--- DATA SUPPLIED ---

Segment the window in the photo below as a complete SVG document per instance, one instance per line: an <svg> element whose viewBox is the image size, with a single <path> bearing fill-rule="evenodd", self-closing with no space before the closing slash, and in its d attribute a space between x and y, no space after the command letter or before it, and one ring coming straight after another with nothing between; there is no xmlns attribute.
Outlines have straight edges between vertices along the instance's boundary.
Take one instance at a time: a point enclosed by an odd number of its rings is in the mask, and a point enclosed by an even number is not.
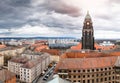
<svg viewBox="0 0 120 83"><path fill-rule="evenodd" d="M88 80L88 82L87 83L90 83L90 80Z"/></svg>
<svg viewBox="0 0 120 83"><path fill-rule="evenodd" d="M98 82L98 78L96 79L96 82Z"/></svg>
<svg viewBox="0 0 120 83"><path fill-rule="evenodd" d="M90 72L90 70L87 70L88 72Z"/></svg>
<svg viewBox="0 0 120 83"><path fill-rule="evenodd" d="M76 76L74 76L74 78L76 78Z"/></svg>
<svg viewBox="0 0 120 83"><path fill-rule="evenodd" d="M90 77L90 75L88 75L88 77Z"/></svg>
<svg viewBox="0 0 120 83"><path fill-rule="evenodd" d="M92 69L92 72L94 72L94 69Z"/></svg>
<svg viewBox="0 0 120 83"><path fill-rule="evenodd" d="M78 72L80 72L80 70L78 70Z"/></svg>
<svg viewBox="0 0 120 83"><path fill-rule="evenodd" d="M96 71L99 71L99 69L96 69Z"/></svg>
<svg viewBox="0 0 120 83"><path fill-rule="evenodd" d="M85 70L83 70L83 72L85 72Z"/></svg>
<svg viewBox="0 0 120 83"><path fill-rule="evenodd" d="M105 81L107 81L107 78L105 78Z"/></svg>
<svg viewBox="0 0 120 83"><path fill-rule="evenodd" d="M83 80L83 83L85 83L85 80Z"/></svg>
<svg viewBox="0 0 120 83"><path fill-rule="evenodd" d="M101 82L103 82L103 78L101 78Z"/></svg>
<svg viewBox="0 0 120 83"><path fill-rule="evenodd" d="M76 82L76 80L74 80L73 82Z"/></svg>
<svg viewBox="0 0 120 83"><path fill-rule="evenodd" d="M107 70L107 68L105 68L105 70Z"/></svg>
<svg viewBox="0 0 120 83"><path fill-rule="evenodd" d="M75 70L73 72L76 72Z"/></svg>
<svg viewBox="0 0 120 83"><path fill-rule="evenodd" d="M85 78L85 75L83 75L83 78Z"/></svg>
<svg viewBox="0 0 120 83"><path fill-rule="evenodd" d="M71 78L71 76L69 76L69 78Z"/></svg>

---

Repeat the listing above line for line, without changing any characters. Leave the picture out of your copy.

▶ [RESPONSE]:
Segment the window in the photo below as a complete SVG document per instance, one instance per line: an <svg> element whose viewBox is the image size, with a single <path> bearing fill-rule="evenodd", self-closing with no space before the closing slash, and in its d attribute a space between x and y, no space after the command letter or before it, and one ring coming straight after another with nothing between; there is no xmlns attribute.
Outlines have straight edges between vertices along the instance's boundary.
Take one instance at a time: a point enclosed by an odd number of its rings is in the mask, and a point enclosed by an even number is not.
<svg viewBox="0 0 120 83"><path fill-rule="evenodd" d="M88 80L88 82L87 83L90 83L90 80Z"/></svg>
<svg viewBox="0 0 120 83"><path fill-rule="evenodd" d="M98 82L98 78L96 79L96 82Z"/></svg>
<svg viewBox="0 0 120 83"><path fill-rule="evenodd" d="M90 72L90 70L87 70L88 72Z"/></svg>
<svg viewBox="0 0 120 83"><path fill-rule="evenodd" d="M76 76L74 76L74 78L76 78Z"/></svg>
<svg viewBox="0 0 120 83"><path fill-rule="evenodd" d="M90 77L90 75L88 75L88 77Z"/></svg>
<svg viewBox="0 0 120 83"><path fill-rule="evenodd" d="M92 69L92 72L94 72L94 69Z"/></svg>
<svg viewBox="0 0 120 83"><path fill-rule="evenodd" d="M78 72L80 72L80 70L78 70Z"/></svg>
<svg viewBox="0 0 120 83"><path fill-rule="evenodd" d="M96 71L99 71L99 69L96 69Z"/></svg>
<svg viewBox="0 0 120 83"><path fill-rule="evenodd" d="M85 70L83 70L83 72L85 72Z"/></svg>
<svg viewBox="0 0 120 83"><path fill-rule="evenodd" d="M105 81L107 81L107 78L105 78Z"/></svg>
<svg viewBox="0 0 120 83"><path fill-rule="evenodd" d="M83 80L83 83L85 83L85 80Z"/></svg>
<svg viewBox="0 0 120 83"><path fill-rule="evenodd" d="M101 82L103 82L103 78L101 78Z"/></svg>
<svg viewBox="0 0 120 83"><path fill-rule="evenodd" d="M76 82L76 80L74 80L73 82Z"/></svg>
<svg viewBox="0 0 120 83"><path fill-rule="evenodd" d="M107 70L107 68L105 68L105 70Z"/></svg>
<svg viewBox="0 0 120 83"><path fill-rule="evenodd" d="M75 70L73 72L76 72Z"/></svg>
<svg viewBox="0 0 120 83"><path fill-rule="evenodd" d="M85 78L85 75L83 75L83 78Z"/></svg>
<svg viewBox="0 0 120 83"><path fill-rule="evenodd" d="M71 78L71 76L69 76L69 78Z"/></svg>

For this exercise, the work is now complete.